**Exercise objective**
Reproduce the passage on ZFS and UFS2 below, everything from "You can also" down to "for the root.".

**Quoted text**
————
So Copy-on-Write makes sense in many ways, but as you can imagine, if you’re changing small bits of a large random access file, that file is going to end seriously fragmented. And there’s no way to defragment it. This is exactly what a database engine does to its files. Database engines enforce their own referential integrity using synchronous writes, so they’re going to be consistent anyway – but if you’re insisting all transactions in a group are written in order, synchronously, and the underlying file system is spattering blocks all over the disk before returning you’ve got a double whammy – fragmentation and slow write performance. You can put a lot of cache in to try and hide the problem, but you can’t cache a write if the database insists it won’t proceed until it’s actually stored on disk.
In this one use case, UFS2 is a clear winner. It also doesn’t degrade so badly as the disk becomes full. (The ZFS answer is that if the zpool is approaching 80% capacity, add more disks).
Best of Both
There is absolutely nothing stopping you having ZFS and UFS2 on the same system – on the same drives even. Just create a partition for your database, format it using makefs and mount it on the ZFS tree wherever it’s needed. You probably want it mirrored, so use gmirror. You won’t be able to snapshot it, or otherwise back it up while it’s running, but you can dump it to a ZFS dataset and have that replicated along with all the others.
You can also boot of UFS2 and create a zpool on additional drives or partitions if you prefer, mounting them on the UFS tree. Before FreeBSD 10 had full support for booting direct of ZFS this was the normal way of using it. The advantages of having the OS on ZFS (easy backup, snapshot and restore) mean it’s probably preferable to use it for the root.
————
**Dataset content**

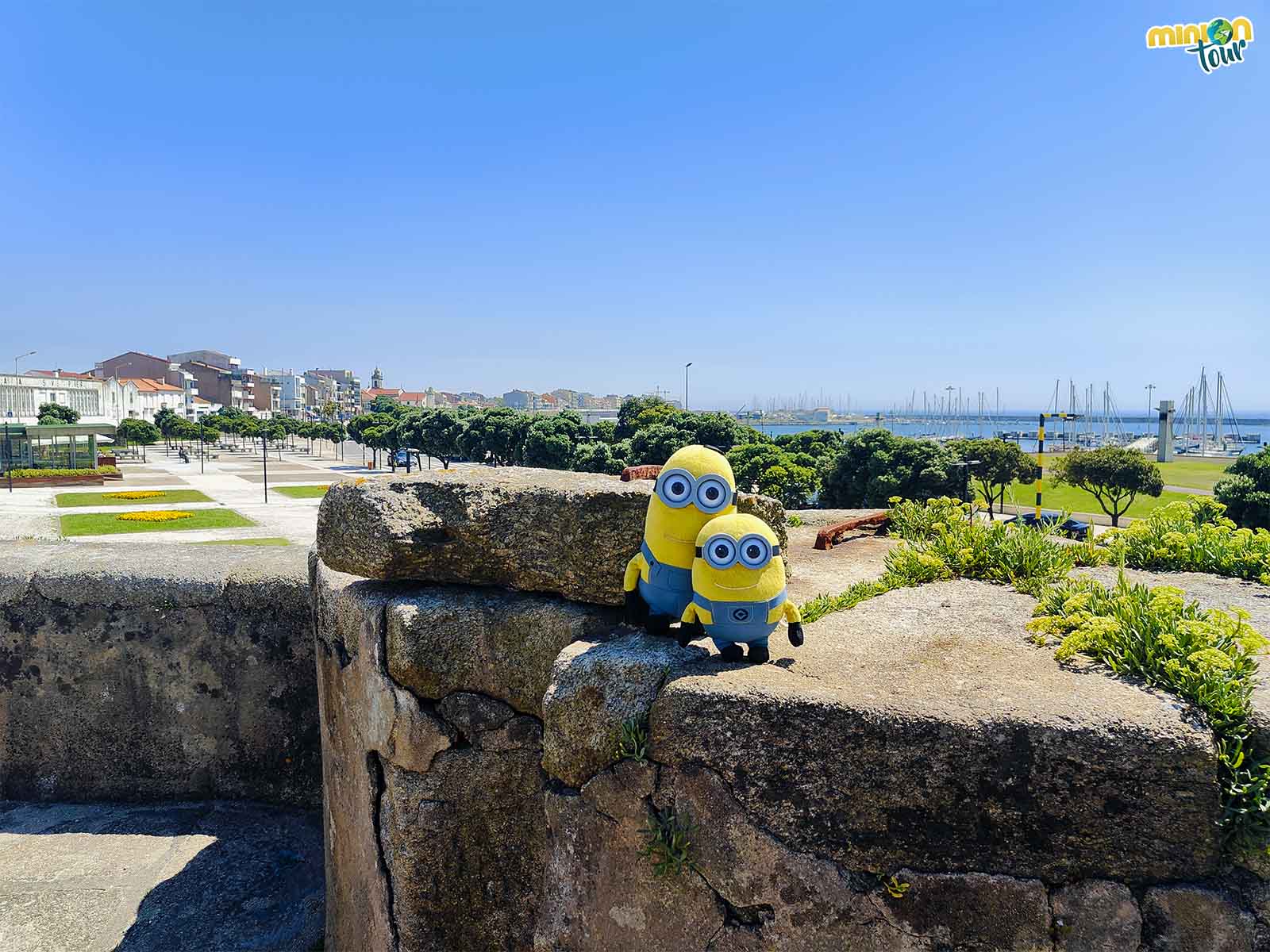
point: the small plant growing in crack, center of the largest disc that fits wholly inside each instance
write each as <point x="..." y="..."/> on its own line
————
**Written reply**
You can also boot of UFS2 and create a zpool on additional drives or partitions if you prefer, mounting them on the UFS tree. Before FreeBSD 10 had full support for booting direct of ZFS this was the normal way of using it. The advantages of having the OS on ZFS (easy backup, snapshot and restore) mean it’s probably preferable to use it for the root.